### Given problem 1
Reproduce the passage of the parser article below, from "I decided it" to "in BNF notation)", with no changes.

### Text to read
▬▬▬

LALR(1) parser in C#
Always being interested in parsers, I decided to try my luck on writing an LALR(1) parser in C#. Traditionally these parsers (Yacc, Bison) have been written so that you must run the scanner/lexer first, then include the output into your project as separate files.
I decided it was smarter if everything was assembled into one Parser class, which you could then instantiate in your program. I wanted to be able to configure it via a grammar also based on objects, build it, and then run the parser every time I wanted to parse a text string.
This is similar to the way the Regex class in C# works. You compile your regex first by instantiating a Regex class and give it the regex pattern, thereafter you can use it to match text strings multiple times.
An example
The following example is for a parser implementing the following grammar (written in BNF notation)
Expr ::= <Term>
Term ::= <Term> Plus <Factor>
| <Term> Minus <Factor>
| <Factor>
Factor ::= <Factor> Multiply <Primary>
| <Factor> Divide <Primary>
| <Primary>
Primary ::= Number
| Pi
| LPar <Term> RPar
| Minus <Primary>
Terminals and non-terminals
Instead of having the grammar in a separate text file, the grammar for this parser is built by creating a number of Terminal and NonTerminal objects:
// Terminals
Terminal Plus = new Terminal("plus", "\\+");
Terminal Minus = new Terminal("minus", "-");
Terminal Multiply = new Terminal("multiply", "\\*");
Terminal Divide = new Terminal("divide", "/");
Terminal LPar = new Terminal("lPar", "\\(");
Terminal RPar = new Terminal("rPar", "\\)");
Terminal Pi = new Terminal("pi", "pi");
ValueTerminal Number = new ValueTerminal("number", "([0-9]*\\.)?[0-9]+”);
// Non-terminals
NonTerminal Expr = new NonTerminal(”Expression”);
NonTerminal Term = new NonTerminal(”Term”);
NonTerminal Factor = new NonTerminal(”Factor”);
NonTerminal Primary = new NonTerminal(”Primary”);
The Terminal class constructor takes two parameters: A name (used for debugging) and a regex pattern. ValueTerminal is a terminal whose value is of interest, and which should be available to the code fragments that are evaluated when the parser is run (see later).

▬▬▬

### Records for processing
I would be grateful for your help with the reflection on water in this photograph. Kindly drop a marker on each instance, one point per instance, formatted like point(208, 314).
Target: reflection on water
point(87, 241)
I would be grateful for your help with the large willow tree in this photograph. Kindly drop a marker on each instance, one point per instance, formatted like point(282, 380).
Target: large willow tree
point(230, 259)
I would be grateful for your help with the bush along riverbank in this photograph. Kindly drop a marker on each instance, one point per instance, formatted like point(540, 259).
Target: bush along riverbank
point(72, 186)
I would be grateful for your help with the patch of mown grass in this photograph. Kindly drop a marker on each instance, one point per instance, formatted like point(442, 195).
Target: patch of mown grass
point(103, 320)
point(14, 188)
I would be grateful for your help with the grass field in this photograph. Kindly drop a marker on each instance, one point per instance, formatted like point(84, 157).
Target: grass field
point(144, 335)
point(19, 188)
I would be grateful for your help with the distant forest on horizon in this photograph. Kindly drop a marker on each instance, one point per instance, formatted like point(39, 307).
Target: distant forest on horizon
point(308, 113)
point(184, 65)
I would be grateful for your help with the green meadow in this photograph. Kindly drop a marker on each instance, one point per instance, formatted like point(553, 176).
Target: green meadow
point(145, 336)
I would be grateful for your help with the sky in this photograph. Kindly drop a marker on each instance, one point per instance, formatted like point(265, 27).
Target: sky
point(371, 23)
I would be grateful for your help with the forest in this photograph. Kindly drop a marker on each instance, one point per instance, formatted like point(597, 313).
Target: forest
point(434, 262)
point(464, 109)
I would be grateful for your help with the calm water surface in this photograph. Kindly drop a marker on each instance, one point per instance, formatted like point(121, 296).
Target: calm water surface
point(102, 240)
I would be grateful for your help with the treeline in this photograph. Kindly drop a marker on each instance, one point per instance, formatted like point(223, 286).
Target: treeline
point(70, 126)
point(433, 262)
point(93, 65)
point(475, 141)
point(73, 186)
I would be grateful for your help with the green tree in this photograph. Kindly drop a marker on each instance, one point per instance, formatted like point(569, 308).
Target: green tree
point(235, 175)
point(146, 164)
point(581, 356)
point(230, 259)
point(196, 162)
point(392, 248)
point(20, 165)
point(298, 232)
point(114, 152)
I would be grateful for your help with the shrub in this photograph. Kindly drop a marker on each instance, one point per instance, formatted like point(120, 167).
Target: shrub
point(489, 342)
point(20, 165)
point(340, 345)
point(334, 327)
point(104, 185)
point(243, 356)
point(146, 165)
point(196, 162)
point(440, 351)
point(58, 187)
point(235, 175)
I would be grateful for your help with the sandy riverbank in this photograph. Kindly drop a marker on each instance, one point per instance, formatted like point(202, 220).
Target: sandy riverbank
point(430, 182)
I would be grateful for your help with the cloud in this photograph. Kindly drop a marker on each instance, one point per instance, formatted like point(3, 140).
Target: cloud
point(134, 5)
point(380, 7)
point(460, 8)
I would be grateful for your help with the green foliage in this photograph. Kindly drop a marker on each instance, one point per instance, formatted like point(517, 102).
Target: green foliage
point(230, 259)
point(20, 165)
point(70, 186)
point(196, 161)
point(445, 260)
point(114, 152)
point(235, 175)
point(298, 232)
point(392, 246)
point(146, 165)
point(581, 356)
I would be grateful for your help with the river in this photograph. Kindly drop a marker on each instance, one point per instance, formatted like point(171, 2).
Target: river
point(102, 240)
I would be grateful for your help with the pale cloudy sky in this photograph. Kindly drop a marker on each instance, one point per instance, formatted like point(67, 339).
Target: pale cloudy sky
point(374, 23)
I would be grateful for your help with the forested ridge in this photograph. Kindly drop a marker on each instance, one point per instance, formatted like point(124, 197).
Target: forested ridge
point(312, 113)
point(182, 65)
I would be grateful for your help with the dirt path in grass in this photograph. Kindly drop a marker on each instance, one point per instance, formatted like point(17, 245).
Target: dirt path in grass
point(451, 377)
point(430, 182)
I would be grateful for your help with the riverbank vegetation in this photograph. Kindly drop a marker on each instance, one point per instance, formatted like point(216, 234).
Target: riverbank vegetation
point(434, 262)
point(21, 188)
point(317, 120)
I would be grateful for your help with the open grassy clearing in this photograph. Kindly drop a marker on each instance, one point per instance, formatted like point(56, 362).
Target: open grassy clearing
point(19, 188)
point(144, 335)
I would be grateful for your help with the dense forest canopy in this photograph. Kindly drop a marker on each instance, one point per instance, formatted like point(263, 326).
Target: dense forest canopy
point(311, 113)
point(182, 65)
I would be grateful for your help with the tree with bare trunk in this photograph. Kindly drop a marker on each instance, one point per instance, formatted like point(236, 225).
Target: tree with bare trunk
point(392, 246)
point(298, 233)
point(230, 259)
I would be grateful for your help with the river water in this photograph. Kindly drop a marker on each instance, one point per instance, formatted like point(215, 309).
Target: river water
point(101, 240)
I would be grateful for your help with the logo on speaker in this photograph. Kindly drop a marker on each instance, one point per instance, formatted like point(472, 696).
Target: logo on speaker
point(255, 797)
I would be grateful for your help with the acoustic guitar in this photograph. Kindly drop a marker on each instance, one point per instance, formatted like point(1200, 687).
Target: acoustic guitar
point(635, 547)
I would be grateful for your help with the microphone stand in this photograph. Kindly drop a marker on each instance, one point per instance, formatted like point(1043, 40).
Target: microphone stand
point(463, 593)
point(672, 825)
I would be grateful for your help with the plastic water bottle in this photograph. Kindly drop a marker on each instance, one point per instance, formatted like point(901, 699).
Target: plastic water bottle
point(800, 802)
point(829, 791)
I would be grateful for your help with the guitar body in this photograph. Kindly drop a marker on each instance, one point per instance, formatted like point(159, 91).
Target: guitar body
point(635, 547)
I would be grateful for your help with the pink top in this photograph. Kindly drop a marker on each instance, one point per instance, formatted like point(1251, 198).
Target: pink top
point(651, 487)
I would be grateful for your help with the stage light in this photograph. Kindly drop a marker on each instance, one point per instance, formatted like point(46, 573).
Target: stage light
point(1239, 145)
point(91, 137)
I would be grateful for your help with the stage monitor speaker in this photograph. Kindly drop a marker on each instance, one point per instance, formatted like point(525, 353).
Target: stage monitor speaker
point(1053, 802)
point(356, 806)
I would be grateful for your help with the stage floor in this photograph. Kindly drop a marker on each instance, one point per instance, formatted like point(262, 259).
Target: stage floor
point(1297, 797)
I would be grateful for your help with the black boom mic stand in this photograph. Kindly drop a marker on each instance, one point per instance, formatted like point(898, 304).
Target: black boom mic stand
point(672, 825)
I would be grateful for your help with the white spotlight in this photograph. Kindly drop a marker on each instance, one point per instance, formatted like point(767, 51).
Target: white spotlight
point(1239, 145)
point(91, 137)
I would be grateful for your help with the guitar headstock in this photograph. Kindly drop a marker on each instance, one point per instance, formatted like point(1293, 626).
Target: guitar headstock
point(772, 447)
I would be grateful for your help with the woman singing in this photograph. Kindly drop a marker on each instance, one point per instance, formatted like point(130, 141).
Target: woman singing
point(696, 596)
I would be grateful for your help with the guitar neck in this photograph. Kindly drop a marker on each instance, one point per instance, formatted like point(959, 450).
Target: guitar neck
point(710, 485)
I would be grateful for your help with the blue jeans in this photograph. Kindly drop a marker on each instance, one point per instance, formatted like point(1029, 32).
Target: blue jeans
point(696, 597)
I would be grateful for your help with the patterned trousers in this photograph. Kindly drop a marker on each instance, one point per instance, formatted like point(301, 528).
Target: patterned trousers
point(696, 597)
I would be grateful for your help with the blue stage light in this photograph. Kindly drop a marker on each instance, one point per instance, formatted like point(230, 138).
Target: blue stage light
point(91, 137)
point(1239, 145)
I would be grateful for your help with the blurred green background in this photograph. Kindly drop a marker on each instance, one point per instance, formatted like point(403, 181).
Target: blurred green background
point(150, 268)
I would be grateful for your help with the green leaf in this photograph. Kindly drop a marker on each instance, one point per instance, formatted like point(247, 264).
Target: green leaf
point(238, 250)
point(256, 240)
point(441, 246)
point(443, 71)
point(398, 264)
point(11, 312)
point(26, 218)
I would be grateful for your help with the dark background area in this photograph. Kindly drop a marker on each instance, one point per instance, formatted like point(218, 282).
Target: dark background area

▬▬▬

### Given problem 2
Return every line of the records above that contains the string "dirt", matching case.

### Complete answer 1
I decided it was smarter if everything was assembled into one Parser class, which you could then instantiate in your program. I wanted to be able to configure it via a grammar also based on objects, build it, and then run the parser every time I wanted to parse a text string.
This is similar to the way the Regex class in C# works. You compile your regex first by instantiating a Regex class and give it the regex pattern, thereafter you can use it to match text strings multiple times.
An example
The following example is for a parser implementing the following grammar (written in BNF notation)

### Complete answer 2
I would be grateful for your help with the dirt path in grass in this photograph. Kindly drop a marker on each instance, one point per instance, formatted like point(17, 245).
Target: dirt path in grass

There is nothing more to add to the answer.